Entries taken from a collection:
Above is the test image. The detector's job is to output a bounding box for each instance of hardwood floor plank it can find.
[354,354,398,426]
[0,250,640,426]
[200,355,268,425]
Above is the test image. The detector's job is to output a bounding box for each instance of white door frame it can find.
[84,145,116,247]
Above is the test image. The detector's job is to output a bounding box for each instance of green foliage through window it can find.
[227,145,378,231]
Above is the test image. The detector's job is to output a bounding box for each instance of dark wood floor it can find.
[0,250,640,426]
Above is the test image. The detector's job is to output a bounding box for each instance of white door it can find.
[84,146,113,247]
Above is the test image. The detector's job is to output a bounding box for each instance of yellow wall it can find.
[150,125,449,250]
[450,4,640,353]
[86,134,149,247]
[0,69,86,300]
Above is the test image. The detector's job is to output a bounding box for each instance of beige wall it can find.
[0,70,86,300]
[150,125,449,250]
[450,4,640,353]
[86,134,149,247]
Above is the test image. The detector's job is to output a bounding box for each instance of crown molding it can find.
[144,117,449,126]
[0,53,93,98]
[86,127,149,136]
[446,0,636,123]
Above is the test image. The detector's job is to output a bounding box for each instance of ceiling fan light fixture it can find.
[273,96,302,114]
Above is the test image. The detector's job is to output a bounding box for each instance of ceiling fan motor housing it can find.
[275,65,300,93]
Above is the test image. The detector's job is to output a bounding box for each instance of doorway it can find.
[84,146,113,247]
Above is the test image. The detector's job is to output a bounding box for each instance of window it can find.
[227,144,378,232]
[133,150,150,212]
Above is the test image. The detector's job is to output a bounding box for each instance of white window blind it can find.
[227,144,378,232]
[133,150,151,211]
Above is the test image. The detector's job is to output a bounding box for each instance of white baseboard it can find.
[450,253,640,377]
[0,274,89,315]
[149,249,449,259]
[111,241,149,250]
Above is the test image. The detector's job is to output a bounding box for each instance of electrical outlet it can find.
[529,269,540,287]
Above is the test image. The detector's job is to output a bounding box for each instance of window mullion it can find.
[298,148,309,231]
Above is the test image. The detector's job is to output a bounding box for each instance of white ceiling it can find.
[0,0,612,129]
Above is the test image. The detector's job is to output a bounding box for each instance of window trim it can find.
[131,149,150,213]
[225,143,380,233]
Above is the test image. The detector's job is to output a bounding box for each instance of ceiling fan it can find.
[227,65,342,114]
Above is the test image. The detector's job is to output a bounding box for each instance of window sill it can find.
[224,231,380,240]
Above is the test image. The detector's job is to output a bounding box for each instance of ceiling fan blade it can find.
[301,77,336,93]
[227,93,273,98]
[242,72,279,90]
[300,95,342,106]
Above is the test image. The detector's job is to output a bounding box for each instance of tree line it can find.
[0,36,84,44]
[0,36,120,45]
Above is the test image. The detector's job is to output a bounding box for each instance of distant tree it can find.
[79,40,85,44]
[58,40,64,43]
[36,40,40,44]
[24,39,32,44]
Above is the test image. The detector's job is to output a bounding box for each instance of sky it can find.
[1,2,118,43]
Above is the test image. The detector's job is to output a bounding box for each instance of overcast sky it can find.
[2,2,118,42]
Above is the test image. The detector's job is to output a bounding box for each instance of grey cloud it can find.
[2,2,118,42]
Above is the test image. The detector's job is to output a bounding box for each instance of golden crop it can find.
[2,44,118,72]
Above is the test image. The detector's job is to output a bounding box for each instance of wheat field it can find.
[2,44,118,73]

▶ [To do] Every line above should be printed again exactly as it stands.

▶ [Exercise answer]
Above is the test image. The detector's job is to output a bounding box for each instance of hardwood floor plank it can find.
[354,354,398,426]
[0,250,640,426]
[200,355,268,425]
Above is the test image. The detector's job is to output a bounding box for each instance of white door frame it can find.
[84,145,116,247]
Above is the test image. The detector's job is to output a bounding box for each instance of green foliage through window it can find.
[227,145,378,231]
Above is the test image. The detector's job is to output a bounding box for each instance of dark wood floor it can find.
[0,250,640,426]
Above is the test image. The detector's job is to output a bounding box for each instance of white door it can find.
[84,146,113,247]
Above is the test image. The detector's job is to output a bounding box for each instance of yellow wall it can find.
[150,125,449,250]
[450,4,640,353]
[86,134,149,247]
[0,69,86,300]
Above is the test image. The detector's job is to output a bounding box for each instance of beige wall it can find.
[0,70,86,300]
[150,125,449,250]
[450,4,640,353]
[86,134,149,247]
Above is the test image. The detector's job is to output a bounding box for each instance of crown molding it can find.
[144,117,449,126]
[0,53,93,98]
[86,127,149,136]
[446,0,636,123]
Above is the test image. The detector's job is to output a bounding box for each instance of ceiling fan light fixture it can find.
[273,96,302,114]
Above is the test image. The detector's job is to output a bounding box for each instance of ceiling fan motor housing it can find.
[275,65,300,93]
Above is the test image. The detector's job is to output a bounding box for each instance of doorway it can find.
[84,146,113,247]
Above is the test image. The detector's job is to output a bounding box for each instance of window it can find.
[227,144,378,232]
[133,150,150,212]
Above is the test image. The detector's job is to output a bounding box for each instance of white window blind it can find.
[227,144,378,232]
[133,150,151,211]
Above is the test image. The detector's job is to output a bounding box for each instance of white baseboard it can find.
[450,253,640,377]
[0,274,89,315]
[149,249,449,259]
[111,241,149,250]
Above is the test image. The detector's job is to output a bounding box for each instance of electrical outlet it can find.
[529,269,540,287]
Above is the test image. The detector's job is to output a bounding box for each instance of window mullion it can find.
[298,148,309,231]
Above is the test image. The detector's job is to output a bounding box for each instance of white ceiling it can find.
[0,0,612,129]
Above is the test image. The detector's job is to output a bounding box for each instance of window trim it can find.
[131,149,150,213]
[225,143,380,233]
Above is the test image. The detector's job is to output a bounding box for each instance of ceiling fan it can find.
[227,65,342,114]
Above is the test image. The detector's job is to output a bounding box for each instance of window sill it can find.
[224,231,380,240]
Above is the test image. The detector's job is to output a bounding box for each instance of ceiling fan blade it can find.
[301,77,336,93]
[227,93,273,98]
[242,72,279,90]
[300,95,342,106]
Above is the test image. The detector's job is to output a bounding box for each instance of tree line it can find.
[0,36,84,44]
[0,36,120,45]
Above is the test image. The detector's job is to output a bounding box for each instance of distant tree it can find.
[79,40,85,44]
[58,40,64,43]
[36,40,40,44]
[24,39,32,44]
Above is the test image. The detector's job is to output a bounding box for each instance of sky it can find.
[1,2,118,43]
Above is the test image. The detector's job is to output a bounding box for each instance of overcast sky it can find.
[2,2,118,42]
Above is the test image. The detector's job is to output a bounding box for each instance of grey cloud it can find.
[2,2,118,42]
Above is the test image. The detector's job is to output a bounding box for each instance of golden crop it can find.
[2,44,118,72]
Above is the test image. The detector's job is to output a bounding box for each instance of wheat field it can find.
[2,44,118,73]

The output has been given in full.